* [Written request]: Put the lines below, starting at the first row and ending at the line containing "point(410, 70)", into a numbered list, leaving out any blank lines.

* [Data drawn from a collection]:
============================================================
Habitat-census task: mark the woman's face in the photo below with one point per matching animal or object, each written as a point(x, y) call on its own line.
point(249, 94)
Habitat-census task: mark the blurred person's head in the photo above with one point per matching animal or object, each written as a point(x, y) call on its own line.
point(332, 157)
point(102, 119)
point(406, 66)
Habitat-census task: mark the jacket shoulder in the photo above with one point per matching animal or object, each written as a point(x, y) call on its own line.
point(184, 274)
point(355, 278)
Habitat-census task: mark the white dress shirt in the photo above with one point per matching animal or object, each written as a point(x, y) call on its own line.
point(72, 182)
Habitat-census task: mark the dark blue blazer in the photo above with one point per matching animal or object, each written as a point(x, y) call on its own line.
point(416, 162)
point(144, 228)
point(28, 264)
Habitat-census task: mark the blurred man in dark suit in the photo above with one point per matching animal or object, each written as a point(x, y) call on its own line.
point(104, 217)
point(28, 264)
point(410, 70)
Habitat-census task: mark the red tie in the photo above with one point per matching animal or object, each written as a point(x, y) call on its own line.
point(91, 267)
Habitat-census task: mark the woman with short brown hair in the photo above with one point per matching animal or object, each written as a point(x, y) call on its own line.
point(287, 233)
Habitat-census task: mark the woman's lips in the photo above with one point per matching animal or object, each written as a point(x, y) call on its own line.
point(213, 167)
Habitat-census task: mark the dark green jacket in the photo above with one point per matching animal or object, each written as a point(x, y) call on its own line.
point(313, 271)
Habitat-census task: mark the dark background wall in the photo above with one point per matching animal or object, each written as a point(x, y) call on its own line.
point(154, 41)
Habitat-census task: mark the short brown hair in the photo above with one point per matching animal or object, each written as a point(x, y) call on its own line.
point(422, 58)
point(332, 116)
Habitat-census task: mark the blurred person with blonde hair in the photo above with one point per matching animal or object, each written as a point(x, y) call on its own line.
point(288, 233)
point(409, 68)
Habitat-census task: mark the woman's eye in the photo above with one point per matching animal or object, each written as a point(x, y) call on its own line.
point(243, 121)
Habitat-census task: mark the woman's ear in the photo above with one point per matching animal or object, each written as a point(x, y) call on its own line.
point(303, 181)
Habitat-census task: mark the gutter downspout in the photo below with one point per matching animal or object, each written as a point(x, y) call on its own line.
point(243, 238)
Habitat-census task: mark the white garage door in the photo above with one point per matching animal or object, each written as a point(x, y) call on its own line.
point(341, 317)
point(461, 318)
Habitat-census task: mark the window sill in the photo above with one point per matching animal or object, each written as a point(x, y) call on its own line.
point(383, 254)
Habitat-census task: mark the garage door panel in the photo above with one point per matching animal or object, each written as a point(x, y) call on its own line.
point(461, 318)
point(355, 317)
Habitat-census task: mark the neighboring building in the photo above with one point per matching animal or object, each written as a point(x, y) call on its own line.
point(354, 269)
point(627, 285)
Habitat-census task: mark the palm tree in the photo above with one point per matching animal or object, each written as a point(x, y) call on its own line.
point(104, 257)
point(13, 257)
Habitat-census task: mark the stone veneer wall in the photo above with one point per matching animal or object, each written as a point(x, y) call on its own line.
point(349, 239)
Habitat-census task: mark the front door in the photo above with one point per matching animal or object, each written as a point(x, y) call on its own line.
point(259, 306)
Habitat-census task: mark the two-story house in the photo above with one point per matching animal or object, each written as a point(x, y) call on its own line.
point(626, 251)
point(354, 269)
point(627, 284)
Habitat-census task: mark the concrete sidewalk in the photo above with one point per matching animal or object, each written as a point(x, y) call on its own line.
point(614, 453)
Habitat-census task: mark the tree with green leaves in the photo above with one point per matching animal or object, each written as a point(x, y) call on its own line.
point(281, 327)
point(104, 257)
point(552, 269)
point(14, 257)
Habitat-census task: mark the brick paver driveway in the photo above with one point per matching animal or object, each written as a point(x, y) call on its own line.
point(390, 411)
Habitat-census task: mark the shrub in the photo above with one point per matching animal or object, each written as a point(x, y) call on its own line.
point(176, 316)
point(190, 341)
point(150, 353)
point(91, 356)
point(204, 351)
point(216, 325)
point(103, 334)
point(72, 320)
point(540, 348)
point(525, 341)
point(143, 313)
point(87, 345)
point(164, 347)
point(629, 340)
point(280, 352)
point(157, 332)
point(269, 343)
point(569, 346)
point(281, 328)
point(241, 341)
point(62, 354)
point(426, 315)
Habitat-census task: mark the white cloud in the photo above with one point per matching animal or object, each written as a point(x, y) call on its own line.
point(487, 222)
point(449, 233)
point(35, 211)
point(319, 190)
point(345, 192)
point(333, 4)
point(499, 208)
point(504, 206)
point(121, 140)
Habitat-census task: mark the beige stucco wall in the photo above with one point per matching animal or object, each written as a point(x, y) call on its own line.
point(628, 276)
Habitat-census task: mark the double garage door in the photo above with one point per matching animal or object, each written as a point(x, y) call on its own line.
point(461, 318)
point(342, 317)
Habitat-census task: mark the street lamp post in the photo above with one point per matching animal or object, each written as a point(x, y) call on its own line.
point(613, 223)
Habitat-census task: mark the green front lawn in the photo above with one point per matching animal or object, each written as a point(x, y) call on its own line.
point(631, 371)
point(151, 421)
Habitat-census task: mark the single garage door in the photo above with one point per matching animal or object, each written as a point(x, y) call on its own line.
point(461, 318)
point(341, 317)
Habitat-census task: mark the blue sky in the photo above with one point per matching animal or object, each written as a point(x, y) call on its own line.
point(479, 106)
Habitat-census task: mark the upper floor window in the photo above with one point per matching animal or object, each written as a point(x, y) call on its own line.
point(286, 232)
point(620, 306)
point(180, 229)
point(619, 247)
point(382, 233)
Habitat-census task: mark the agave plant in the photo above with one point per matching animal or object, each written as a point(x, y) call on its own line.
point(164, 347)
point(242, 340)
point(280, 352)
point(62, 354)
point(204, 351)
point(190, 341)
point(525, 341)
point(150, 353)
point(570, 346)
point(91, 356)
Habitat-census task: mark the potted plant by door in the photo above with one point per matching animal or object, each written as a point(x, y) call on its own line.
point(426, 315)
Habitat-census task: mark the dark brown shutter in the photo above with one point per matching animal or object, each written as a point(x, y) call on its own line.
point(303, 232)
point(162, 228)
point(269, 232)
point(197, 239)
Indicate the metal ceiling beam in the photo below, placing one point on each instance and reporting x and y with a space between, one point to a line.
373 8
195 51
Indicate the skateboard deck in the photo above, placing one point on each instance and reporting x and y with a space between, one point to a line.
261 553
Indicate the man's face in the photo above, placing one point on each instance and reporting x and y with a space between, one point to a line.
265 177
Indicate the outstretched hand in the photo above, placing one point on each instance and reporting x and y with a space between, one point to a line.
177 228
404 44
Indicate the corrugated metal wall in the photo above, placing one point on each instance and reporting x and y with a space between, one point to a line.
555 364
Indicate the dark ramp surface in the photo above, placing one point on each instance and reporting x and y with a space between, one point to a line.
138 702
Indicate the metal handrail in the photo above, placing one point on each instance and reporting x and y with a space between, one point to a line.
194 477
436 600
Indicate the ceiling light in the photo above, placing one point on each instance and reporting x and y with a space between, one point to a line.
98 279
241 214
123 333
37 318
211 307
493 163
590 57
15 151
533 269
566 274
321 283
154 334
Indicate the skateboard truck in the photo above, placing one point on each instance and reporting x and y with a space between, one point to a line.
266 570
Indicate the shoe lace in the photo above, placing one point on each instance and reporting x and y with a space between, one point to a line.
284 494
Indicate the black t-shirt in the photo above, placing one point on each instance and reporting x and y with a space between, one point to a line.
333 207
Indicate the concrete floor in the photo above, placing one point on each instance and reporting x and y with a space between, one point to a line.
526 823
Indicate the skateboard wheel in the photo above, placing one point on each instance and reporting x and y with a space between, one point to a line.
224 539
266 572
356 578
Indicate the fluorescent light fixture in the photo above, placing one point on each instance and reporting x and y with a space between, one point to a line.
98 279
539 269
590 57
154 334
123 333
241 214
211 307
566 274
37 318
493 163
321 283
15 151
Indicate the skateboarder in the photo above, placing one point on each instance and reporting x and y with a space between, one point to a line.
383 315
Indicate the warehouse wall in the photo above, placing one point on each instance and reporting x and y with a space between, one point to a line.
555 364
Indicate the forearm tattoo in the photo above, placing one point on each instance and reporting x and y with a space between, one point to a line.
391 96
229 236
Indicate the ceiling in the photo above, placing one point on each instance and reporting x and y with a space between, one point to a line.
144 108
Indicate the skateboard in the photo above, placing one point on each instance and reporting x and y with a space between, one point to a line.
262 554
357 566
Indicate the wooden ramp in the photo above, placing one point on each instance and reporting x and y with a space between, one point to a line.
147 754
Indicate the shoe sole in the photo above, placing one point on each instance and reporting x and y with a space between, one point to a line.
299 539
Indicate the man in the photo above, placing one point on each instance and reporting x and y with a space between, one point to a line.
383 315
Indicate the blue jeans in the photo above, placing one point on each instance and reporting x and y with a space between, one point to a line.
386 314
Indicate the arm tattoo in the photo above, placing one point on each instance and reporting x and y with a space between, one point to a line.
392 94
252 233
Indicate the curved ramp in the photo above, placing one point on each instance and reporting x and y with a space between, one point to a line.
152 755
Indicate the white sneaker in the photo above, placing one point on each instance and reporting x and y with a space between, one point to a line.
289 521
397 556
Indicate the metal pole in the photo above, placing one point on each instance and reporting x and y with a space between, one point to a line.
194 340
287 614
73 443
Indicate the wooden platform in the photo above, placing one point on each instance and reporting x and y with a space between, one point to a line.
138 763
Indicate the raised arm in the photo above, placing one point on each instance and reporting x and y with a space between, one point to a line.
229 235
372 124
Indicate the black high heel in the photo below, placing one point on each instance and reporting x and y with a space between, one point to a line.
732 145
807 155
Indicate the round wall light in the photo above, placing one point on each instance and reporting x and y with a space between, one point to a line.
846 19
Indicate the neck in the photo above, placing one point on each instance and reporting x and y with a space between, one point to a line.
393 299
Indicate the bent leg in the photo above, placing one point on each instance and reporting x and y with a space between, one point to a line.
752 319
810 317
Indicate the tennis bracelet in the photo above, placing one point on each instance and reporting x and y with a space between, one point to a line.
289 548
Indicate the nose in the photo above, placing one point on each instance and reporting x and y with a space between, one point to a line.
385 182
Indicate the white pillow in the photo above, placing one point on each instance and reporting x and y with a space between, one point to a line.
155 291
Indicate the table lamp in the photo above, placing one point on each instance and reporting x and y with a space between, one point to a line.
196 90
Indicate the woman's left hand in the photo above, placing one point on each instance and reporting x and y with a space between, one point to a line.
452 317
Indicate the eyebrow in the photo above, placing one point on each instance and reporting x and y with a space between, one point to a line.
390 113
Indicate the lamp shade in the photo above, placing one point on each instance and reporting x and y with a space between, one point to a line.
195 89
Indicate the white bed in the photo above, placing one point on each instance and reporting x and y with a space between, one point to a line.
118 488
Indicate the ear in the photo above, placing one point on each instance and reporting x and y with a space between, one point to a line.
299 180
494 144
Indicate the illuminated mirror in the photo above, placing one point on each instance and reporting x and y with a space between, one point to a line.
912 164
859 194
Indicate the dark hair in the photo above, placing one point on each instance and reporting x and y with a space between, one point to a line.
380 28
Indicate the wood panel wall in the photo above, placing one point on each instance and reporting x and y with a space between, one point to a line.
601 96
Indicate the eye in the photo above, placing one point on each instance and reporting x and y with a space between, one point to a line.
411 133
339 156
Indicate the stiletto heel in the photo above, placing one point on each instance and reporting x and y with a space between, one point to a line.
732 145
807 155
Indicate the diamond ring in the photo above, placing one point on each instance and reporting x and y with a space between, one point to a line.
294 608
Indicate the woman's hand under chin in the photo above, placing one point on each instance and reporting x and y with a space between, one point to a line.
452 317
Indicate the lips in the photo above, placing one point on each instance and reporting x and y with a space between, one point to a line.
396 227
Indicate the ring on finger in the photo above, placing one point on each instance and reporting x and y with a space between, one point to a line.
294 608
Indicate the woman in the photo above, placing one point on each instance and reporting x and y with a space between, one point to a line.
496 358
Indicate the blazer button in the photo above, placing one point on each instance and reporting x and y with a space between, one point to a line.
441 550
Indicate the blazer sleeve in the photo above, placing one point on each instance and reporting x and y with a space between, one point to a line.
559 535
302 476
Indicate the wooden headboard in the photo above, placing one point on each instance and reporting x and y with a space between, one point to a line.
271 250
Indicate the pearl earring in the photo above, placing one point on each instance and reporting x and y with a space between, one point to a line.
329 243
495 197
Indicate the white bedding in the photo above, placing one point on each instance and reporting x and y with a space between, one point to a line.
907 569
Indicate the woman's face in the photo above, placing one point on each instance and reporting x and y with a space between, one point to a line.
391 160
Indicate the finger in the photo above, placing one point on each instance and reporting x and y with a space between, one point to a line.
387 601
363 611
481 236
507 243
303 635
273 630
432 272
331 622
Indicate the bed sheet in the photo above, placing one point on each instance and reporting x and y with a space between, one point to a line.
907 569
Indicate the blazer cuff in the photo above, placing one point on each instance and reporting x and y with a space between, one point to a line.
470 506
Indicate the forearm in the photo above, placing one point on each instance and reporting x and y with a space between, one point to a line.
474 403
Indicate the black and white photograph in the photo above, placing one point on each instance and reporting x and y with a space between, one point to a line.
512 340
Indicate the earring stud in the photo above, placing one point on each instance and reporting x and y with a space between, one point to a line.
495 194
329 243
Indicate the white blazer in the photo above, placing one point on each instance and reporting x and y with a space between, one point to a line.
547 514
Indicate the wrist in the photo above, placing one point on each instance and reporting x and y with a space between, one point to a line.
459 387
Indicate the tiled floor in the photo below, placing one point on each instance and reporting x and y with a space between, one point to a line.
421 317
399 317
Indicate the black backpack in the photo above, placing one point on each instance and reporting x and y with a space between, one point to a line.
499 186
============================================================
* [Reply to the task]:
1. Habitat-census task: mark the woman's face in the photo below with one point per matching animal or object, each written as a point(x, y) call on its own line.
2. point(249, 94)
3. Habitat-census task: mark the blurred person's head in the photo above with one point per matching animal or object, each written as a point(x, y) call on its own line.
4. point(332, 157)
5. point(102, 119)
6. point(406, 66)
7. Habitat-census task: mark the jacket shoulder in the photo above with one point per matching animal or object, each written as a point(x, y) call on its own line.
8. point(184, 274)
9. point(355, 278)
10. Habitat-census task: mark the white dress shirt in the photo above with one point per matching animal or object, each written as a point(x, y) call on its own line.
11. point(72, 182)
12. Habitat-census task: mark the dark blue blazer in the photo above with one point per matching animal or object, each written as a point(x, y) call on its own line.
13. point(416, 162)
14. point(144, 228)
15. point(28, 264)
16. Habitat-census task: mark the blurred man in dark suit in the photo above with one point per matching animal or object, each written as a point(x, y) call on its own line.
17. point(104, 217)
18. point(28, 264)
19. point(410, 70)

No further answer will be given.